Work to be completed -
Whenever a line in the entries below contains the string "outline", copy that line.

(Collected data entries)
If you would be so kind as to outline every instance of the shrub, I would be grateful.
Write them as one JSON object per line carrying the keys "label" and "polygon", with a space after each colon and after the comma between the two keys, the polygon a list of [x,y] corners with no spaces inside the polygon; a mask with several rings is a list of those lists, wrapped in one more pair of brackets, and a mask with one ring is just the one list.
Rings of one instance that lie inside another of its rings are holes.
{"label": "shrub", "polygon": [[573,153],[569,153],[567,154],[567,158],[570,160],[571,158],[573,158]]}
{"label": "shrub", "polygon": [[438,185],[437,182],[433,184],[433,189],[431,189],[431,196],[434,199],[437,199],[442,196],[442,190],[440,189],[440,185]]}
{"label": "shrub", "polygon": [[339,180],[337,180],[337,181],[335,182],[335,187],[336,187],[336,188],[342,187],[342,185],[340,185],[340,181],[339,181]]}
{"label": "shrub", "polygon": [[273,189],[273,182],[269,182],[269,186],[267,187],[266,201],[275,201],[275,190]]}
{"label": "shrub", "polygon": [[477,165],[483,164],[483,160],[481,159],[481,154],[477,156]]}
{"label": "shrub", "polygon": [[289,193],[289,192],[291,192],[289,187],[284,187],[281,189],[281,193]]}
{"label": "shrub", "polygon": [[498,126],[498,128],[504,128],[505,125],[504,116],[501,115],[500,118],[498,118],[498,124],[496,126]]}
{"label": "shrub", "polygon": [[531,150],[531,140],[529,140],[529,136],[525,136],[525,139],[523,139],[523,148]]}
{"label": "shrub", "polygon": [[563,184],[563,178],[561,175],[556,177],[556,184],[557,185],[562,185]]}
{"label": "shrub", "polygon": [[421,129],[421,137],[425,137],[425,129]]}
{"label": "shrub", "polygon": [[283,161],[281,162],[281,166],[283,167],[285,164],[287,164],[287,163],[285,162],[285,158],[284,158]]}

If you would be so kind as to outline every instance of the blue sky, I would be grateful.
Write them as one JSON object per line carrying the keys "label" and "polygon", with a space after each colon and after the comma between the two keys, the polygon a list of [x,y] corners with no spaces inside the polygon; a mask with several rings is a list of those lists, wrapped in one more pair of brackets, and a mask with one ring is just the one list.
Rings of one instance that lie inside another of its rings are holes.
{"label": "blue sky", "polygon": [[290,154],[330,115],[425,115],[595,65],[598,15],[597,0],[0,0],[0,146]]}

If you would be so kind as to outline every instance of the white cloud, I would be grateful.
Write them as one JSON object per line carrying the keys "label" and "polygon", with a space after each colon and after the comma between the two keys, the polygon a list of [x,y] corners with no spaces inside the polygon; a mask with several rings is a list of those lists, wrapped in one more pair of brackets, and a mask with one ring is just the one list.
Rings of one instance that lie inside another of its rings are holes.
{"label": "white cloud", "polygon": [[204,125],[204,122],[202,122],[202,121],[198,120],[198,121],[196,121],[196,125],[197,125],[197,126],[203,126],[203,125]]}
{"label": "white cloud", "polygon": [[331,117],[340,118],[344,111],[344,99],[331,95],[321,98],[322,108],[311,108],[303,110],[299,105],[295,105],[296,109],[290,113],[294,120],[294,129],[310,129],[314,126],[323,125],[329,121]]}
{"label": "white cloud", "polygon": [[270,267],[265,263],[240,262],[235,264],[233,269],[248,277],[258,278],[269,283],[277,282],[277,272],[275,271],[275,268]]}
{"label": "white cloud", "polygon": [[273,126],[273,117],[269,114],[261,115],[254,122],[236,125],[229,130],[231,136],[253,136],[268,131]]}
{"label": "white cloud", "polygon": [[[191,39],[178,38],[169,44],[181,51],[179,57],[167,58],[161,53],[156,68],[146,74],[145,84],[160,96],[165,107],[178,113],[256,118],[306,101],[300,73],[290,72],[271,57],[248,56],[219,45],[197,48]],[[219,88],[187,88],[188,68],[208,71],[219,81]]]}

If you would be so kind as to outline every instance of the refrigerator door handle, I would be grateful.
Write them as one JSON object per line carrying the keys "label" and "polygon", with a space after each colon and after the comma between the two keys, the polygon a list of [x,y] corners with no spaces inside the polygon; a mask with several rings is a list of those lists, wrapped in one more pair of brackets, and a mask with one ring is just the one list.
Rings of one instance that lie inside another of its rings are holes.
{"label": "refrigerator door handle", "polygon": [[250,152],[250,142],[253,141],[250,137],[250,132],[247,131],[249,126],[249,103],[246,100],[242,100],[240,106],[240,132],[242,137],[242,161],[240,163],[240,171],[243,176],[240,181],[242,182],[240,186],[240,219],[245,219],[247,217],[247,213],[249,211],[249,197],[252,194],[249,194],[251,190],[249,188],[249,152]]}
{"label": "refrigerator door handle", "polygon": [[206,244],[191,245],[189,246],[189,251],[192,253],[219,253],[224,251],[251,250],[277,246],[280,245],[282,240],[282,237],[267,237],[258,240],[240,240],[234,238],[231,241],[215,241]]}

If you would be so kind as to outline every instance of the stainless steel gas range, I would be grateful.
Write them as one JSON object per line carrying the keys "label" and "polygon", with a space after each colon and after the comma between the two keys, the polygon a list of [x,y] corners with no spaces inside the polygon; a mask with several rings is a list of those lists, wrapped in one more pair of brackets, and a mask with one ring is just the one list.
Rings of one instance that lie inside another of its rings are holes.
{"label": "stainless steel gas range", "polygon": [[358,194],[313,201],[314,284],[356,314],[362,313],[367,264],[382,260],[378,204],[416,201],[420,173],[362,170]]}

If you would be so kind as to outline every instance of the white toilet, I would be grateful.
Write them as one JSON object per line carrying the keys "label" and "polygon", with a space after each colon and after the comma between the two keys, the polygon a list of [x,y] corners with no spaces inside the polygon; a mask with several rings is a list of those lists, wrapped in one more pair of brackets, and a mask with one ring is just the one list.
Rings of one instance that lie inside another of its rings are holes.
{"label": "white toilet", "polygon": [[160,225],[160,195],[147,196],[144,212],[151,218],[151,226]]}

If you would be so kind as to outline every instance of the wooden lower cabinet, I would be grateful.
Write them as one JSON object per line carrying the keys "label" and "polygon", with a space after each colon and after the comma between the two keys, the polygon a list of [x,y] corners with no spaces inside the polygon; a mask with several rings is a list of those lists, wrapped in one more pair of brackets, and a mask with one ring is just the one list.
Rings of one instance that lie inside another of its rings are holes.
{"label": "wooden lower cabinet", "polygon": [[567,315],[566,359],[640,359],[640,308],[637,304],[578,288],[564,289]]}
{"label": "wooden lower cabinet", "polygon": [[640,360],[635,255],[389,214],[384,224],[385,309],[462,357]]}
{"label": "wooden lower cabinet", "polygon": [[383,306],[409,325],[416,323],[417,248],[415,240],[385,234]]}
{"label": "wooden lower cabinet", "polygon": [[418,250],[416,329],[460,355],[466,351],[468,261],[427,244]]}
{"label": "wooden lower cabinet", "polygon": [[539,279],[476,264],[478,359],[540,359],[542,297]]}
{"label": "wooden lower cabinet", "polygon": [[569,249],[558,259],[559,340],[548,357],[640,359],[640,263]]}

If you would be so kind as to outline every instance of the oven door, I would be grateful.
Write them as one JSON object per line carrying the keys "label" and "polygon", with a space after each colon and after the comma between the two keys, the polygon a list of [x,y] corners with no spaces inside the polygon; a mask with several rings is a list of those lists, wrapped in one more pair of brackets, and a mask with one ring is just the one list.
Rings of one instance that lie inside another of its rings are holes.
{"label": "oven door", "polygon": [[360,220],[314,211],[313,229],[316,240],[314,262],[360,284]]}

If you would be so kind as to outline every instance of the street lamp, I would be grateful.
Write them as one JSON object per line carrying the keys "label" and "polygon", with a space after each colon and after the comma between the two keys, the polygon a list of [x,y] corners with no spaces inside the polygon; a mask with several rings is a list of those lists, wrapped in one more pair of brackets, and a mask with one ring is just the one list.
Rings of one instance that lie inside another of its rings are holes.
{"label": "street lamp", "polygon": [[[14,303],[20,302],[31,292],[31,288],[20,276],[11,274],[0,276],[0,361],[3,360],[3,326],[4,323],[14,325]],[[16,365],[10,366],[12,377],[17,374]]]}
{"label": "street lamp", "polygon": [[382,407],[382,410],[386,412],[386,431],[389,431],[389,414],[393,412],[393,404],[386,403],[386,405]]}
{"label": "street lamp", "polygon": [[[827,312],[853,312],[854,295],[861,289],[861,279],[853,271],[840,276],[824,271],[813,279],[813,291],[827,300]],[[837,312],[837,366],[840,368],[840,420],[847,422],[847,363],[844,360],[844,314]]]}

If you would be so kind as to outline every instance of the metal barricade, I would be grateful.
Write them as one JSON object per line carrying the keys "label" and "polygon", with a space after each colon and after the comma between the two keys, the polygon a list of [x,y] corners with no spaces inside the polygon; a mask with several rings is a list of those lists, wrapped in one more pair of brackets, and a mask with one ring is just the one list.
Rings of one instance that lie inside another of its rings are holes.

Output for this exercise -
If you would be so kind as to outline every instance of the shrub, I would be grateful.
If you would be so kind as to outline every instance of the blue sky, I would be grateful.
If you would be so kind as to outline every instance of the white cloud, I would be grateful.
If you would be so kind as to outline every instance of the refrigerator door handle, I would be grateful.
If you would be so kind as to outline every instance of the stainless steel gas range, I would be grateful.
If you would be so kind as to outline every instance of the white toilet, I would be grateful.
If you would be so kind as to outline every instance of the wooden lower cabinet, I would be grateful.
If you would be so kind as to outline every instance of the oven door, I would be grateful.
If you would be so kind as to outline every instance of the street lamp, I would be grateful.
If you would be so kind as to outline every instance of the metal barricade, I would be grateful.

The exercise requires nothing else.